WRITTEN PROBLEM: Switch each occurrence of "reported as" to "given as" in all the rows below, and reproduce them otherwise unchanged.

DATA RECORDS:
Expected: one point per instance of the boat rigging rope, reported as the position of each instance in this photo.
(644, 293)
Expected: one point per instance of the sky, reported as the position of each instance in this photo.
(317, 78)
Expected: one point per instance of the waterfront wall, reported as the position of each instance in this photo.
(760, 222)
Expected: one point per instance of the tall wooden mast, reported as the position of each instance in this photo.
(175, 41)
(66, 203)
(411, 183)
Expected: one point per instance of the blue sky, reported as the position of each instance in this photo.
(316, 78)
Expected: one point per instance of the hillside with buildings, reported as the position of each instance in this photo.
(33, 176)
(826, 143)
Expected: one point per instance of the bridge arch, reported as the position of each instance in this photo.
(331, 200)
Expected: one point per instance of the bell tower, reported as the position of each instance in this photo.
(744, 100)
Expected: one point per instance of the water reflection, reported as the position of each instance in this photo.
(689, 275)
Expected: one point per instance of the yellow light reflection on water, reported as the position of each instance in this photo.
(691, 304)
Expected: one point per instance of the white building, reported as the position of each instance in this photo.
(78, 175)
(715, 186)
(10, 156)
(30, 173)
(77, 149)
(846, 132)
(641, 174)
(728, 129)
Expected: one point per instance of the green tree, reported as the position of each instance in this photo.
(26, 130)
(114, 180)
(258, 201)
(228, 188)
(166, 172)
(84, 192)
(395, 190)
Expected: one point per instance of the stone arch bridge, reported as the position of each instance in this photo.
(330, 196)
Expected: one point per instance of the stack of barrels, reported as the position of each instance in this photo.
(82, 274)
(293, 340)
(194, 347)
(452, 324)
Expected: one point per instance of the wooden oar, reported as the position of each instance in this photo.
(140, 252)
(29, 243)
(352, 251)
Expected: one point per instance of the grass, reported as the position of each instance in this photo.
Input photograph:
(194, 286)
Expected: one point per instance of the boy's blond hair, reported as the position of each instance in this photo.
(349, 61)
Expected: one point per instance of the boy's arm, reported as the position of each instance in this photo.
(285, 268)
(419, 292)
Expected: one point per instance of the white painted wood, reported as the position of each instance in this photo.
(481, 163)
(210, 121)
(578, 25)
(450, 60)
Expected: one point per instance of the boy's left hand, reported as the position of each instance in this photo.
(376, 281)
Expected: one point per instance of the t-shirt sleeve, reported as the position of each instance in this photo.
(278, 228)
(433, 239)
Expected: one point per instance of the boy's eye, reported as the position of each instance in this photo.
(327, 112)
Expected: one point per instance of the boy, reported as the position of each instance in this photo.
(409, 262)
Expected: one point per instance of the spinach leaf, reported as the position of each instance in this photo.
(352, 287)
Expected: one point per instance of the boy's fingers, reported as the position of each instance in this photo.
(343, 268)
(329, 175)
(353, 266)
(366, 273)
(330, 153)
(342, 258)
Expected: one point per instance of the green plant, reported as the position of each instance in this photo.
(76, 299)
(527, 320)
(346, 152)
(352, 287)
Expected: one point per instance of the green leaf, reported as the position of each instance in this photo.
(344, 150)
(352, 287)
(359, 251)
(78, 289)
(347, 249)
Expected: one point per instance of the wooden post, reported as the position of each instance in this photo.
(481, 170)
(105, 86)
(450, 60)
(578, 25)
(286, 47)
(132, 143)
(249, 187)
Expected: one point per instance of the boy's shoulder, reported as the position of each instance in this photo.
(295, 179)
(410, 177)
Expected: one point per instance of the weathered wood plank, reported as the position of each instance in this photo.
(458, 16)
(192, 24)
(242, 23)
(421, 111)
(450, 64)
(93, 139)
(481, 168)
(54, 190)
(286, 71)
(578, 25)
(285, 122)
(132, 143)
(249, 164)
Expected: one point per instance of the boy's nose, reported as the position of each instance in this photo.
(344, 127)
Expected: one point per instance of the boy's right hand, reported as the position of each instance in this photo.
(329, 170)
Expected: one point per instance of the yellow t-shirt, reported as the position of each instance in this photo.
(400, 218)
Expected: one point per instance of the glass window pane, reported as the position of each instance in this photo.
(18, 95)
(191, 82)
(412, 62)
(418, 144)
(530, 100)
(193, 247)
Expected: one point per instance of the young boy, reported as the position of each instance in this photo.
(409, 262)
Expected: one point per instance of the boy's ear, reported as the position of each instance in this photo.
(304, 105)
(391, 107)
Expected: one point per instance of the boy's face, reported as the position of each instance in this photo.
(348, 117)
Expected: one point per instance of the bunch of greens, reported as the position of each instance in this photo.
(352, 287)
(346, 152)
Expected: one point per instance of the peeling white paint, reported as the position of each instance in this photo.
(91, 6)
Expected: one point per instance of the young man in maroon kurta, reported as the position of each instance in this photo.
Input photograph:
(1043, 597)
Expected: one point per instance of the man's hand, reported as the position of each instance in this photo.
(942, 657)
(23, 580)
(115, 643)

FULL ANSWER:
Expected: one point per instance of the boat rigging rope, given as the position of each instance in this photo.
(644, 293)
Expected: one point per instance of the sky, given as the position of each instance in this photo.
(317, 78)
Expected: one point per instance of the waterfront wall, given as the position of each instance in this photo.
(760, 222)
Expected: one point per instance of the tall wooden mast, given as the position of each instance in this photo.
(175, 41)
(66, 203)
(411, 183)
Expected: one point per instance of the blue sky, given as the position of each instance in this photo.
(316, 78)
Expected: one point per instance of the hillside with buildings, given as the position of each instance in this photo.
(33, 176)
(826, 143)
Expected: one point per instance of the bridge arch, given as the position of each instance in this photo.
(331, 200)
Expected: one point per instance of the bell tower, given as the position of each instance in this photo.
(744, 100)
Expected: one point per instance of the water reflection, given as the position of each instance in this photo.
(689, 275)
Expected: one point per instance of the yellow light reflection on water, given as the position of each instance in this photo.
(691, 304)
Expected: one point per instance of the white building, given as the position of each instance in this photo.
(78, 175)
(715, 186)
(10, 156)
(30, 173)
(77, 149)
(846, 132)
(641, 174)
(728, 129)
Expected: one point per instance of the green tree, given as the position of each instance in this photo.
(26, 130)
(114, 180)
(258, 201)
(228, 188)
(166, 172)
(84, 192)
(395, 190)
Expected: one point per instance of the stone arch bridge, given as the position of each instance in this photo.
(330, 196)
Expected: one point per instance of the stack of barrels, given as the position of each instance in this photo.
(82, 274)
(293, 340)
(194, 347)
(452, 324)
Expected: one point per instance of the wooden oar, given as the position of each instance in this photo.
(140, 252)
(29, 243)
(352, 251)
Expected: one point per instance of the grass, given as the position of each instance in this photo.
Input photograph:
(194, 286)
Expected: one point per instance of the boy's blond hair, given as the position of each instance in this photo.
(349, 61)
Expected: one point per instance of the boy's arm, given as the position of each instance in this photo.
(285, 268)
(419, 292)
Expected: one point per instance of the white painted wood, given as the position of each instance in this photo.
(481, 163)
(210, 121)
(578, 25)
(450, 60)
Expected: one point per instance of the boy's left hand, given as the position of each instance in this photo.
(376, 281)
Expected: one point per instance of the t-shirt sleeve, given as the position of each instance in this photo.
(278, 228)
(433, 239)
Expected: one point per instance of the boy's eye, given as the position of each instance in this photo.
(327, 112)
Expected: one point per instance of the boy, given as the position of each instance in this photo.
(409, 262)
Expected: one point per instance of the spinach leaf, given as the position of each instance in this photo.
(352, 287)
Expected: one point per instance of the boy's fingers, given as the position of each instance in this photo.
(343, 268)
(329, 175)
(353, 266)
(366, 273)
(330, 153)
(342, 258)
Expected: one point per instance of the green plant, given as the position of each instance in this photo.
(76, 299)
(527, 320)
(346, 152)
(352, 287)
Expected: one point per instance of the green leaf, given as the position of each instance in this photo.
(344, 150)
(352, 287)
(359, 251)
(78, 289)
(347, 249)
Expected: one point per instance of the wooden post, given as the position of each instance in this photo.
(481, 170)
(105, 86)
(450, 60)
(578, 25)
(286, 47)
(132, 143)
(249, 187)
Expected: one point per instance of the boy's shoulder, given as the position of each instance in this photo.
(295, 179)
(410, 177)
Expected: one point per instance of the weathered wood plank, given as the position of each instance in this photo.
(458, 16)
(192, 24)
(242, 23)
(421, 111)
(450, 64)
(93, 139)
(481, 168)
(54, 190)
(286, 71)
(578, 25)
(285, 122)
(132, 143)
(249, 164)
Expected: one point per instance of the boy's nose, given as the position of each instance in this photo.
(344, 127)
Expected: one point per instance of the boy's right hand, given as the position of each instance in this photo.
(329, 170)
Expected: one point per instance of the yellow t-shirt, given as the position of each instance in this photo.
(400, 218)
Expected: one point per instance of the glass window pane, given as the position of each instance in this photo.
(18, 95)
(191, 82)
(412, 62)
(418, 144)
(530, 100)
(193, 247)
Expected: one point per instance of the young boy, given as the position of each instance in this photo.
(409, 262)
Expected: one point per instance of the boy's ear, given as the position of each instance in this photo.
(304, 105)
(391, 107)
Expected: one point per instance of the boy's face, given as the position of each instance in this photo.
(348, 117)
Expected: one point per instance of the bunch of greens, given as the position of each instance in this photo.
(352, 287)
(346, 152)
Expected: one point per instance of the peeling white paint, given as the position of each instance in this photo.
(91, 6)
Expected: one point per instance of the young man in maroon kurta, given as the position of each instance in this photo.
Input photograph:
(1043, 597)
Expected: one point per instance of the man's hand, given as the position of each instance in this photo.
(942, 657)
(23, 580)
(115, 643)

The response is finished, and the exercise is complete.